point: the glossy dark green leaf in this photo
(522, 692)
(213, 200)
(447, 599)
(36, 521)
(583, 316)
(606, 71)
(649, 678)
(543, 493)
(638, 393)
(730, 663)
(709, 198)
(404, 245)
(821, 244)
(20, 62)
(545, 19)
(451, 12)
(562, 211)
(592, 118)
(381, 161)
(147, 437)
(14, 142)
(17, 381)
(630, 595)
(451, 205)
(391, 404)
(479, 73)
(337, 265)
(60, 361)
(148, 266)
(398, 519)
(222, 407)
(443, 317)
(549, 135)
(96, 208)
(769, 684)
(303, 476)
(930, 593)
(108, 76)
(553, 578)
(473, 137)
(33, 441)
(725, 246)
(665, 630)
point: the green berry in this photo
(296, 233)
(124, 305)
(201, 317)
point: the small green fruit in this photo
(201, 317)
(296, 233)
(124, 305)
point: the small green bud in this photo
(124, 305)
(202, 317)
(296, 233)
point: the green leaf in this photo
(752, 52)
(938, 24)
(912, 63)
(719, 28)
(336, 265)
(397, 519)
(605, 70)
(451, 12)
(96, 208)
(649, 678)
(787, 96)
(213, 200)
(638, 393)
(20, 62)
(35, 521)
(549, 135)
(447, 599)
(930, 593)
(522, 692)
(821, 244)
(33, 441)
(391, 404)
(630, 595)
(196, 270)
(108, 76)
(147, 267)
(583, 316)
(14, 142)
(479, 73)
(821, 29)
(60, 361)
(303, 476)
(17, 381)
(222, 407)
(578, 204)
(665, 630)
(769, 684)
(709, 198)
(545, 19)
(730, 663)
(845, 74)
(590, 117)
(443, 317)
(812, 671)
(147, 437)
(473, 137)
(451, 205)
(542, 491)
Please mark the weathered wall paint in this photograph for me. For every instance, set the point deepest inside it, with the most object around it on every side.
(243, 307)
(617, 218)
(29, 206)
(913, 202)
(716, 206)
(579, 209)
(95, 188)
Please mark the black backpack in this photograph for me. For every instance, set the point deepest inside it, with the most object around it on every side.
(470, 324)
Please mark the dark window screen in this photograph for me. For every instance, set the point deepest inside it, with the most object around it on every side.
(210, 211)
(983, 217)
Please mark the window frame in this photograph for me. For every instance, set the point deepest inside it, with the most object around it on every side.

───

Edit every one of the items above by changing "green leaf" to "green frond" wherever it occurs, leaving everything else as it is.

== THE SOLUTION ==
point: the glossy dark green frond in this photo
(522, 692)
(213, 200)
(447, 599)
(36, 521)
(583, 316)
(606, 71)
(649, 678)
(543, 493)
(638, 393)
(730, 663)
(709, 198)
(404, 245)
(821, 244)
(20, 62)
(545, 19)
(451, 12)
(562, 211)
(592, 118)
(381, 161)
(147, 437)
(14, 142)
(17, 381)
(630, 595)
(451, 205)
(391, 404)
(479, 73)
(337, 265)
(60, 361)
(148, 266)
(398, 519)
(222, 407)
(443, 317)
(549, 135)
(96, 208)
(769, 684)
(303, 476)
(930, 593)
(108, 76)
(553, 578)
(473, 137)
(33, 441)
(725, 246)
(665, 630)
point: the green berry in this photo
(296, 233)
(124, 305)
(201, 317)
point: the small green fruit in this photo
(201, 317)
(296, 233)
(124, 305)
point: the small green bud in this photo
(124, 305)
(202, 317)
(296, 233)
point: the green frond in this photo
(752, 52)
(938, 24)
(912, 63)
(719, 28)
(336, 265)
(397, 519)
(605, 70)
(451, 12)
(96, 208)
(649, 678)
(787, 96)
(213, 200)
(638, 393)
(20, 62)
(35, 521)
(549, 135)
(447, 599)
(930, 593)
(522, 692)
(821, 244)
(33, 441)
(391, 404)
(630, 595)
(196, 270)
(108, 76)
(147, 267)
(583, 316)
(14, 142)
(479, 73)
(821, 29)
(60, 361)
(303, 476)
(17, 381)
(222, 407)
(578, 204)
(665, 630)
(769, 684)
(709, 198)
(545, 19)
(730, 663)
(845, 74)
(590, 117)
(443, 317)
(812, 671)
(147, 437)
(473, 137)
(451, 205)
(542, 491)
Please mark the weathered wall paint in this photograph for me. For every instance, set the point deepest inside it, with the most object around it on every side.
(243, 307)
(617, 218)
(29, 206)
(913, 202)
(716, 206)
(579, 209)
(95, 188)
Please mark the black backpack in this photograph for me. For every instance, set the point deepest inside it, with the most object around it on every side.
(470, 324)
Please mark the dark window screen in this photograph for me. For every instance, set the point deepest inside it, with the most object around it on every side.
(210, 211)
(983, 217)
Please mark the window frame in this photograph for me. For every instance, set the point deepest inside it, with the most object around it on every side.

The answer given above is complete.